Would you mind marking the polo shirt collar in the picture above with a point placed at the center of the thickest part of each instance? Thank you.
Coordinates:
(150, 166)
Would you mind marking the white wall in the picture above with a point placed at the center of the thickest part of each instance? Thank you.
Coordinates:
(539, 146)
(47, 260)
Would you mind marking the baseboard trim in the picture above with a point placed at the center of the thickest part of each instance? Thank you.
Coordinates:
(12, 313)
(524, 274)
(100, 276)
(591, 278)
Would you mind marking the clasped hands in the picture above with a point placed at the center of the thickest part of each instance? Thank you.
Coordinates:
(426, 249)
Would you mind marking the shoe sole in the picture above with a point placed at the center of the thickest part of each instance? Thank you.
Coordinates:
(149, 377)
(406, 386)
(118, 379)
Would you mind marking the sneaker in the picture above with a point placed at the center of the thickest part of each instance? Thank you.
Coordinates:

• TASK TO COMPLETE
Convert the lines above into a numbered list, omitting any blank lines.

• OUTPUT FOR THIS TASK
1. Would you mind marking the polo shirt collar in the picture above with a point placed at the center of the thickest part of each instance? Thank you.
2. Coordinates:
3. (150, 166)
4. Would you mind marking the white wall in the picture above with a point placed at the center of the thickest part of each instance? Thank you.
5. Coordinates:
6. (539, 146)
7. (47, 260)
8. Would you mind marking the baseboard trim in the picture above with a point placed at the center of the thickest part of each instance? Thank you.
9. Coordinates:
10. (12, 313)
11. (524, 274)
12. (100, 276)
13. (591, 278)
14. Would you mind marking the clasped hands in the picture above with a point placed at the center of the thickest part of each instance? Thank you.
15. Coordinates:
16. (426, 249)
17. Would you mind marking the shoe sole in the picture above with a point placed at the center of the thickest part of each instance? Thank you.
18. Coordinates:
19. (149, 377)
20. (406, 386)
21. (118, 379)
22. Would you mind marking the sneaker in the picture above with a point placed at the center of the thickest part of each instance? Thank you.
23. Coordinates:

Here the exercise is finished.